Malhação do Judas: a outra face da espetacularização da morte
A malhação do Judas não tem nada de dogma. Não pertence, oficialmente, a nenhuma religião conhecida. E, embora esteja inserida, pela vontade dos homens, dentro dos rituais macabros da Semana Santa (especialmente, a Paixão e Morte de Cristo), acredito que mesmo aqueles que não gostaram do meu post anterior irão concordar comigo que se trata de um espetáculo macabro de muito mau gosto.
Ela é uma extensão do gosto pelo derramamento de sangue e espetacularização da morte que herdamos dos romanos. Digo dos romanos e não acrescento nenhuma outra cultura graças à linha temporal que pode, espontaneamente, ser traçada entre nós e eles nesse sentido. Além do mais, somos romanos na forma de interpretarmos o mundo e, até mesmo, recebermos as influências das outras culturas.
A tanatologia crítica - aquela que estuda a morte e o morrer sob a perspectiva cultural - não pode ignorar fenômenos como a malhação do Judas. Homens, mulheres e crianças são convidados (e incitados) a catalisarem sua ira contra um único indivíduo representado em um boneco (ou, como em algumas culturas, contra um animal ou uma pessoa - como é o caso da Filipinas). O objetivo varia de cultura e época. Em algumas, essa malhação representa o ódio que deveria ser cultuado contra os judeus, em outras, contra os ímpios, contra as mulheres etc. Hoje esse ódio se prolifera: contra políticos, personagens públicos, casos recentes de indignação popular, como os Nardoni... o importante é extravasar-se em ódio contra algo ou alguém que, acredita-se ou deseja-se, deveria ser trucidado. Ter uma morte espetacular.

————————

▸ **Atividade 1**: Reproduza a parte do texto sobre a malhação do Judas que vai de "A tanatologia crítica" até "uma morte espetacular.".
▸ **Atividade 2**:
Responda com base no texto sobre a malhação do Judas:
(a) De quem, segundo o autor, herdamos o gosto pelo derramamento de sangue e pela espetacularização da morte?
(b) Que país é citado como exemplo de lugar onde a ira se volta contra um animal ou uma pessoa?
(c) O que estuda a tanatologia crítica?
▸ **Atividade 3**: Prossiga com o texto sobre a malhação do Judas a partir da última frase apresentada.
Os itens que vêm a seguir são um material à parte, independente do trecho acima.

[Dados de localização com um ponto por instância]
————————

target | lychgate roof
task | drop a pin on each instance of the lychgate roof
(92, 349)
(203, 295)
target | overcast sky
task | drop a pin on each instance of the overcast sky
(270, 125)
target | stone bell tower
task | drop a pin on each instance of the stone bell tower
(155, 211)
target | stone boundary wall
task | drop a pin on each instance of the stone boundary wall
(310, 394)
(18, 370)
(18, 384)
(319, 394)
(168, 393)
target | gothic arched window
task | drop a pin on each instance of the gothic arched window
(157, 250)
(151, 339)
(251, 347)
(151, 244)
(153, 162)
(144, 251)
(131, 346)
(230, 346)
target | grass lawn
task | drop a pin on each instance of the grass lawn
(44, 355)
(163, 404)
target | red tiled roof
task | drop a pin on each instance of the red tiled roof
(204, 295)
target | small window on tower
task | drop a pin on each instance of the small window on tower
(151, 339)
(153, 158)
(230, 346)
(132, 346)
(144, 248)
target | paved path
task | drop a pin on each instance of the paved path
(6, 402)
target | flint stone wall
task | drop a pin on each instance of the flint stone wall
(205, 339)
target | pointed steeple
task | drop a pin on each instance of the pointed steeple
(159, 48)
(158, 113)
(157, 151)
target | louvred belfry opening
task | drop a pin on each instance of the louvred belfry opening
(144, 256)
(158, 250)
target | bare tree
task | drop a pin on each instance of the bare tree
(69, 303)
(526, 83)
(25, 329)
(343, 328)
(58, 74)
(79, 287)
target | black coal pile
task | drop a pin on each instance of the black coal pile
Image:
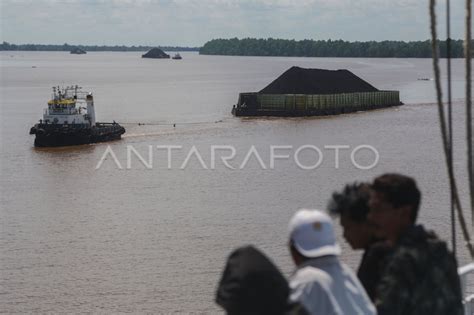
(156, 53)
(298, 80)
(78, 51)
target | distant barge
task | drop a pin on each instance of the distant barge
(314, 92)
(66, 122)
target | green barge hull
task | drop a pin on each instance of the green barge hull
(291, 105)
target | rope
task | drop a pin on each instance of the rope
(452, 181)
(168, 123)
(450, 120)
(467, 55)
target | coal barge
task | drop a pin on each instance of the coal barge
(314, 92)
(69, 119)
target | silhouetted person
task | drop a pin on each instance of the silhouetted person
(421, 273)
(352, 207)
(321, 283)
(252, 285)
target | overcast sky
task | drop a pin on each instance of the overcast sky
(194, 22)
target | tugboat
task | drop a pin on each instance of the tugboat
(67, 122)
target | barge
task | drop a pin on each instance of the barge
(314, 92)
(69, 119)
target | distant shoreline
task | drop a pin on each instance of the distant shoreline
(328, 48)
(276, 48)
(5, 46)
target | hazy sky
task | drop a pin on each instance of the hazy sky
(193, 22)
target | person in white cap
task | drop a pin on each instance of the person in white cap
(321, 283)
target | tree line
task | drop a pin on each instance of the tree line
(327, 48)
(67, 47)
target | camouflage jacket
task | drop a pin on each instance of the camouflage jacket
(420, 277)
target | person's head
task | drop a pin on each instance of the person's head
(352, 207)
(394, 203)
(252, 284)
(311, 235)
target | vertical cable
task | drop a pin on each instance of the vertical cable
(450, 119)
(467, 55)
(444, 131)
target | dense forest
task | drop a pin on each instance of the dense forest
(67, 47)
(327, 48)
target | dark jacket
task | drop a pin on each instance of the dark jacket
(251, 285)
(372, 265)
(420, 277)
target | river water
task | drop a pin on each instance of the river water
(82, 231)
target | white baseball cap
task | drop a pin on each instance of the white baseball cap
(312, 234)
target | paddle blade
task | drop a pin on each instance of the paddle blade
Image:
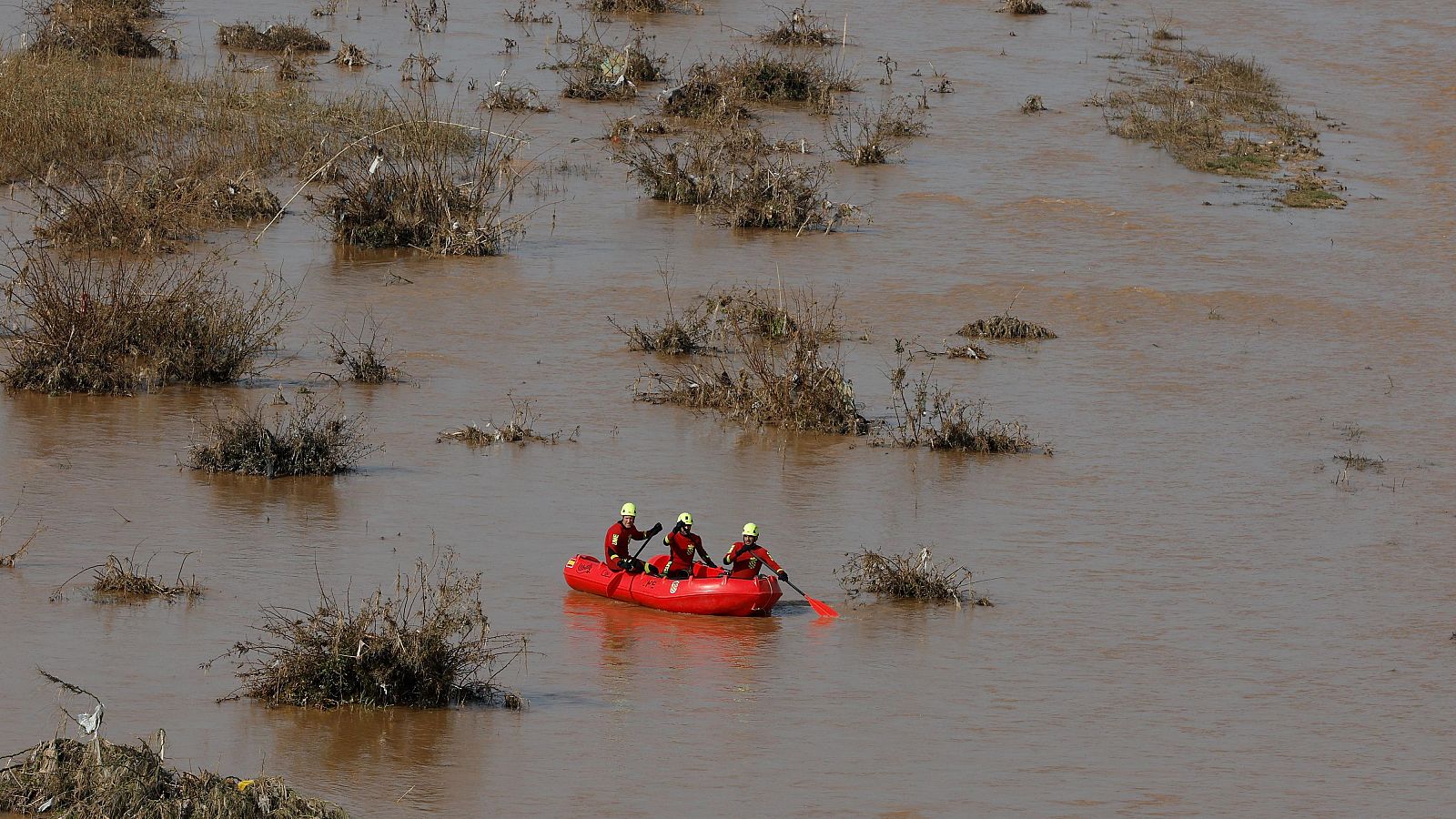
(820, 606)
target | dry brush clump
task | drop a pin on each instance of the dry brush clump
(276, 36)
(426, 196)
(363, 353)
(798, 26)
(1005, 329)
(521, 429)
(306, 439)
(426, 644)
(1215, 113)
(92, 324)
(791, 382)
(871, 136)
(124, 579)
(732, 174)
(102, 780)
(1023, 7)
(912, 576)
(928, 416)
(94, 28)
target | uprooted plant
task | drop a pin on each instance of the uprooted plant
(912, 576)
(7, 561)
(273, 36)
(788, 380)
(1215, 113)
(727, 174)
(521, 429)
(427, 644)
(101, 780)
(91, 324)
(932, 417)
(871, 136)
(798, 26)
(422, 194)
(363, 353)
(306, 439)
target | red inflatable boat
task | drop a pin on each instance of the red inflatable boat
(706, 592)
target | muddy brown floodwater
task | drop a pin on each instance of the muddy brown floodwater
(1196, 611)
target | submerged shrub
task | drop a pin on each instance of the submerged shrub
(274, 36)
(912, 576)
(785, 382)
(102, 780)
(1005, 329)
(429, 644)
(89, 324)
(308, 439)
(92, 28)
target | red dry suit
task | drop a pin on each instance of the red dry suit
(743, 560)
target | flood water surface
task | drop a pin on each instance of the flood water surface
(1198, 608)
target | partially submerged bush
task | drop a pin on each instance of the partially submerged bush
(513, 99)
(1203, 106)
(424, 197)
(429, 646)
(935, 419)
(102, 780)
(147, 210)
(363, 353)
(1023, 7)
(870, 136)
(308, 439)
(521, 429)
(800, 26)
(89, 324)
(274, 36)
(784, 382)
(912, 576)
(123, 577)
(1005, 329)
(727, 174)
(94, 28)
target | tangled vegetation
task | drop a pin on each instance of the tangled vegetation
(123, 579)
(94, 28)
(932, 417)
(277, 36)
(429, 644)
(1219, 114)
(363, 353)
(1005, 329)
(871, 136)
(788, 380)
(728, 174)
(92, 324)
(798, 26)
(102, 780)
(308, 439)
(427, 197)
(912, 576)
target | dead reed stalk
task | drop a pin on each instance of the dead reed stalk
(912, 576)
(123, 577)
(308, 439)
(427, 644)
(276, 36)
(91, 324)
(785, 382)
(102, 780)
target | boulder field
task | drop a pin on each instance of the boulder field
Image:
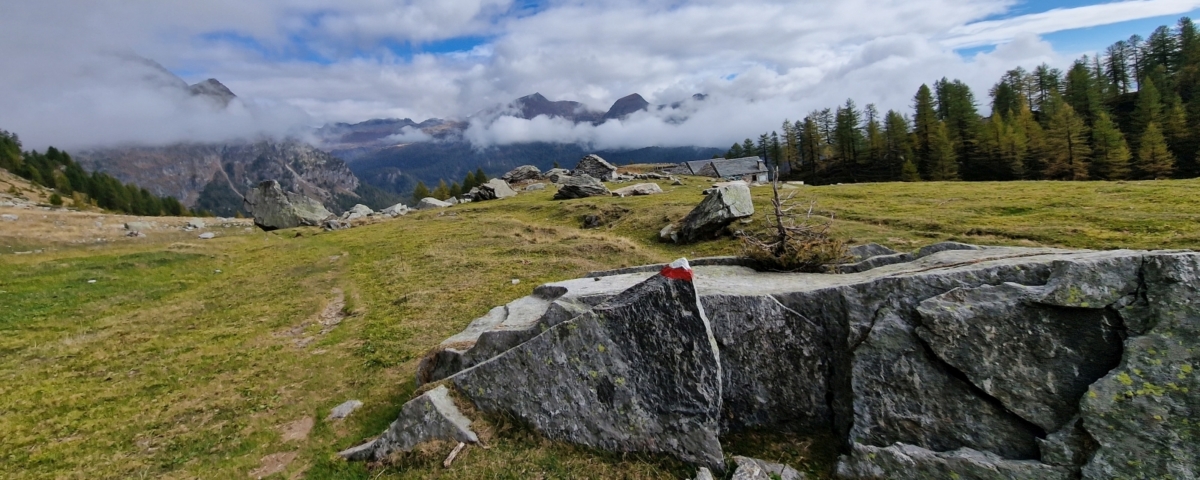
(952, 361)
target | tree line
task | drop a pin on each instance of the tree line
(444, 191)
(55, 169)
(1129, 113)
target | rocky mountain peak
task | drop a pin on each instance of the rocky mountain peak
(627, 106)
(213, 89)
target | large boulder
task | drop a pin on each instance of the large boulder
(523, 173)
(581, 186)
(492, 190)
(595, 167)
(358, 211)
(637, 190)
(909, 462)
(713, 214)
(1036, 359)
(429, 203)
(427, 418)
(640, 372)
(1145, 414)
(274, 209)
(557, 175)
(395, 210)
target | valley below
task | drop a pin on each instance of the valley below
(167, 355)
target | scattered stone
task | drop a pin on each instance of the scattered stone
(274, 209)
(556, 175)
(522, 173)
(492, 190)
(335, 225)
(395, 210)
(909, 462)
(712, 215)
(1037, 360)
(942, 247)
(297, 431)
(757, 469)
(595, 167)
(345, 409)
(581, 186)
(862, 252)
(637, 190)
(1144, 413)
(637, 373)
(274, 465)
(427, 418)
(431, 203)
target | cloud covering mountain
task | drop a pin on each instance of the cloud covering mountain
(299, 64)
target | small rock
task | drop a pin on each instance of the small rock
(430, 417)
(431, 203)
(595, 167)
(522, 174)
(492, 190)
(345, 409)
(637, 190)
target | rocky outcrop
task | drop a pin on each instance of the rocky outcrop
(429, 203)
(523, 173)
(216, 177)
(492, 190)
(595, 167)
(581, 186)
(430, 417)
(274, 209)
(557, 175)
(989, 363)
(639, 372)
(712, 215)
(757, 469)
(909, 462)
(637, 190)
(1144, 414)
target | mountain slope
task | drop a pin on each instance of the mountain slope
(214, 177)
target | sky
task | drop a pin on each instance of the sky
(73, 73)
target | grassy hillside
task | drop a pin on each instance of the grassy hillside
(189, 359)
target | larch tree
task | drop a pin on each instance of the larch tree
(942, 163)
(923, 131)
(1155, 159)
(1110, 154)
(1067, 150)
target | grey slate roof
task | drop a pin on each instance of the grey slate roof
(726, 167)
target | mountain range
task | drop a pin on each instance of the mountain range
(375, 162)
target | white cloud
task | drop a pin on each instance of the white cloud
(760, 60)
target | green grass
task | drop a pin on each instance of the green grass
(166, 367)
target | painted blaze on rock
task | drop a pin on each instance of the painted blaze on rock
(637, 373)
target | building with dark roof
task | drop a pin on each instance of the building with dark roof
(745, 168)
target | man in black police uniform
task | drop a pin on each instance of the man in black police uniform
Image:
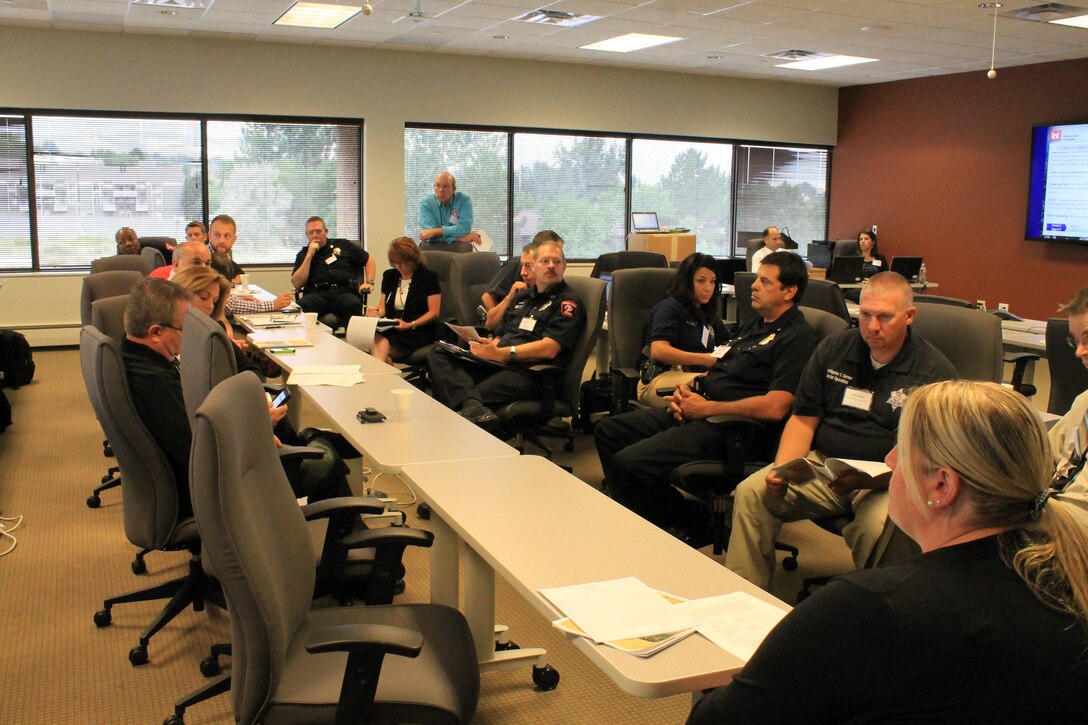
(542, 324)
(332, 277)
(755, 378)
(847, 406)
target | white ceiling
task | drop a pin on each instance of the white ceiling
(912, 38)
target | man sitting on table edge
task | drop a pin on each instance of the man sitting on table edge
(186, 254)
(1068, 438)
(445, 217)
(333, 277)
(542, 326)
(511, 278)
(847, 406)
(755, 378)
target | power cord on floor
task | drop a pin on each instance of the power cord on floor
(5, 530)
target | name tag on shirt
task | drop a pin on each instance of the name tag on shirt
(854, 397)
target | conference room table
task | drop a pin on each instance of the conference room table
(539, 526)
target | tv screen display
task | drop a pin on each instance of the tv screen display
(1058, 192)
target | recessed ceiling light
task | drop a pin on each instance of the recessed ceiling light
(631, 41)
(1079, 21)
(824, 62)
(318, 14)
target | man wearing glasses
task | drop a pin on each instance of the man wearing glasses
(1068, 438)
(542, 323)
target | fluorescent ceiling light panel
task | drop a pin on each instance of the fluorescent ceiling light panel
(318, 14)
(1079, 21)
(631, 41)
(825, 62)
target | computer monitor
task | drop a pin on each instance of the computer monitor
(909, 267)
(845, 270)
(644, 221)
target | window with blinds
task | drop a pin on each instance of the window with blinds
(14, 195)
(573, 185)
(786, 187)
(272, 176)
(94, 175)
(688, 184)
(480, 162)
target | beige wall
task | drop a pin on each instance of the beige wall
(99, 71)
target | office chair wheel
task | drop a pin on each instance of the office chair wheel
(137, 655)
(209, 666)
(546, 677)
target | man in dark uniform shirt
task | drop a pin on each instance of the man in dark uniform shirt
(755, 379)
(542, 324)
(847, 406)
(333, 277)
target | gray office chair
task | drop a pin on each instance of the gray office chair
(613, 261)
(1068, 377)
(753, 246)
(149, 491)
(742, 295)
(163, 244)
(115, 262)
(106, 284)
(559, 386)
(469, 275)
(633, 294)
(938, 299)
(293, 663)
(153, 258)
(825, 295)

————————

▸ **Resposta 1**:
A tanatologia crítica - aquela que estuda a morte e o morrer sob a perspectiva cultural - não pode ignorar fenômenos como a malhação do Judas. Homens, mulheres e crianças são convidados (e incitados) a catalisarem sua ira contra um único indivíduo representado em um boneco (ou, como em algumas culturas, contra um animal ou uma pessoa - como é o caso da Filipinas). O objetivo varia de cultura e época. Em algumas, essa malhação representa o ódio que deveria ser cultuado contra os judeus, em outras, contra os ímpios, contra as mulheres etc. Hoje esse ódio se prolifera: contra políticos, personagens públicos, casos recentes de indignação popular, como os Nardoni... o importante é extravasar-se em ódio contra algo ou alguém que, acredita-se ou deseja-se, deveria ser trucidado. Ter uma morte espetacular.

▸ **Resposta 2**:
(a) Dos romanos.
(b) As Filipinas.
(c) A morte e o morrer sob a perspectiva cultural.

▸ **Resposta 3**:
A nossa sociedade sempre escolhe seus judas. Aqueles contra os quais todos podemos manifestar nosso ódio que ninguém os defenderá. Ai desses! Atualmente, por exemplo, é bastante comum ouvimos críticas contra os ateus (que no meu entender não é uma opção ou convicção, mas a privação de um dom - ou se quiser, alguns dos seus efemismos: meme, gene etc) ou contra os pedófilos (que se trata de um transtorno de personalidade da preferência sexual, portanto uma doença mental, e não um crime) e os tratarmos como seres imorais, indignos de nossa convivência. Judas que merecem ser mortos com os mais sofisticados requintes de crueldade.
O que a malhação do Judas nos ensina em termos de aprendizado com a morte? Que ela deve ser espetacular? Qual a diferença da malhação do Judas e outro linchamento qualquer? O que ganhamos quando inserimos nossas crianças nesses rituais? O que tem a audiência dos programas televisivos que lucram em cima das mortes violentas e essa comemoração? O que queremos quando escolhemos pessoas, sejam por suas orientações sexuais, raça, cor da pele, formação genética ou saúde física ou mental para servirem de bode expiatório para a catarse do nosso ódio? O que ganhamos quando associamos isso a eventos religiosos?
Até onde vai o desejo dos homens de fazerem da sua vontade a vontade de todos, até mesmo a dos deuses?